### Exercise goal
Reproduce part of the robotics passage below word for word, starting at the words "A modern passenger" and stopping after "guided by sonar.".

Perhaps the most promising approach utilizes passive dynamics where the momentum of swinging limbs is used for greater efficiency. It has been shown that totally unpowered humanoid mechanisms can walk down a gentle slope, using only gravity to propel themselves. Using this technique, a robot need only supply a small amount of motor power to walk along a flat surface or a little more to walk up a hill. This technique promises to make walking robots at least ten times more efficient than ZMP walkers, like ASIMO.[90][91]

A modern passenger airliner is essentially a flying robot, with two humans to manage it. The autopilot can control the plane for each stage of the journey, including takeoff, normal flight, and even landing.[92] Other flying robots are uninhabited and are known as unmanned aerial vehicles (UAVs). They can be smaller and lighter without a human pilot on board, and fly into dangerous territory for military surveillance missions. Some can even fire on targets under command. UAVs are also being developed which can fire on targets automatically, without the need for a command from a human. Other flying robots include cruise missiles, the Entomopter, and the Epson micro helicopter robot. Robots such as the Air Penguin, Air Ray, and Air Jelly have lighter-than-air bodies, propelled by paddles, and guided by sonar.

### Given material
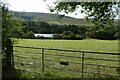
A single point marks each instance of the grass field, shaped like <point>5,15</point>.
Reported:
<point>87,44</point>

### Full solution
A modern passenger airliner is essentially a flying robot, with two humans to manage it. The autopilot can control the plane for each stage of the journey, including takeoff, normal flight, and even landing.[92] Other flying robots are uninhabited and are known as unmanned aerial vehicles (UAVs). They can be smaller and lighter without a human pilot on board, and fly into dangerous territory for military surveillance missions. Some can even fire on targets under command. UAVs are also being developed which can fire on targets automatically, without the need for a command from a human. Other flying robots include cruise missiles, the Entomopter, and the Epson micro helicopter robot. Robots such as the Air Penguin, Air Ray, and Air Jelly have lighter-than-air bodies, propelled by paddles, and guided by sonar.